*TEXT EXCERPT*:
UConn arguably has the best defense in the Big East and they showed it against Buffalo. The Bulls were missing their top offensive prospect in RB Branden Oliver and could not get into a rhythm. Buffalo had to rely on trick plays like hitch-and-pitches and jet sweeps to compete with the Husky defenses.
As for UConn, Blidi Wreh-Wilson and his running mate at cornerback Dwayne Gretz shined, Trevardo Williams flashed, and a handful of other notes here from this Big East vs. MAC game.
MDD Staff Scout: Alex Farnworth
#8 OLB Trevardo Williams
-Lines up outside with hand on the ground about 45% of the time
-Forces QB back inside, strong enough to bring them down with arm tackles while still engaged in blocks
-Very disciplined, forces runs back up the middle
Overview: Williams stayed on his side of the field for the most part and consistently forced the scrambling quarterback to the middle of the field. Williams would go unblocked on several plays, when that happens he needs to get the sack, no questions asked.

*SUPPLIED MATERIAL*:

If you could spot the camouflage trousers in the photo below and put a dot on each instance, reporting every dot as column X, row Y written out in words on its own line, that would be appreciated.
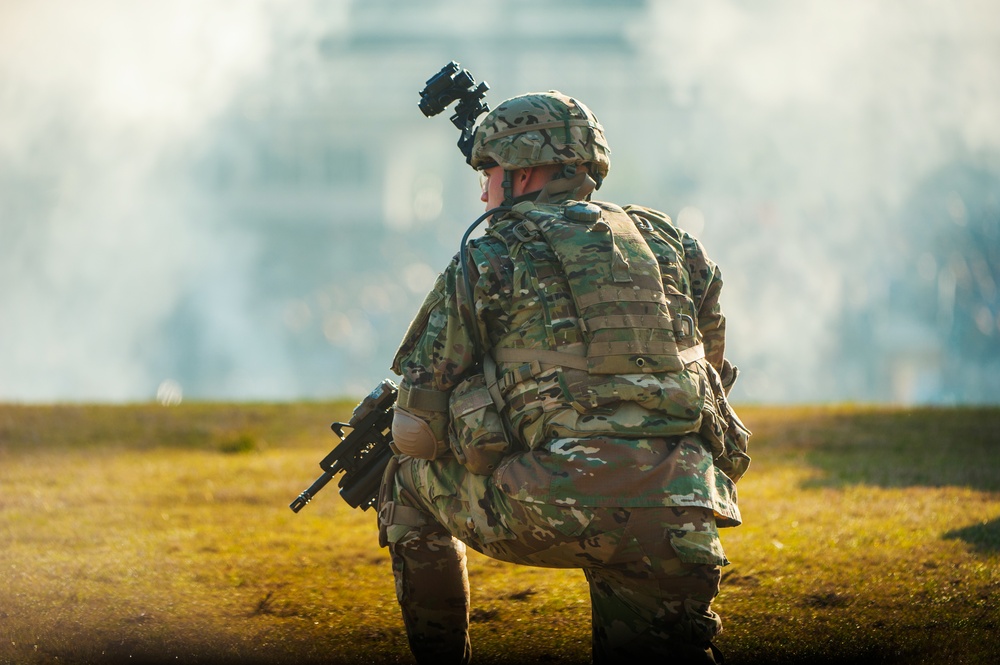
column 653, row 572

*AIM OF THE EXERCISE*:
Copy the UConn–Buffalo scouting report in full, word for word.

*RESPONSE BELOW*:
UConn arguably has the best defense in the Big East and they showed it against Buffalo. The Bulls were missing their top offensive prospect in RB Branden Oliver and could not get into a rhythm. Buffalo had to rely on trick plays like hitch-and-pitches and jet sweeps to compete with the Husky defenses.
As for UConn, Blidi Wreh-Wilson and his running mate at cornerback Dwayne Gretz shined, Trevardo Williams flashed, and a handful of other notes here from this Big East vs. MAC game.
MDD Staff Scout: Alex Farnworth
#8 OLB Trevardo Williams
-Lines up outside with hand on the ground about 45% of the time
-Forces QB back inside, strong enough to bring them down with arm tackles while still engaged in blocks
-Very disciplined, forces runs back up the middle
Overview: Williams stayed on his side of the field for the most part and consistently forced the scrambling quarterback to the middle of the field. Williams would go unblocked on several plays, when that happens he needs to get the sack, no questions asked.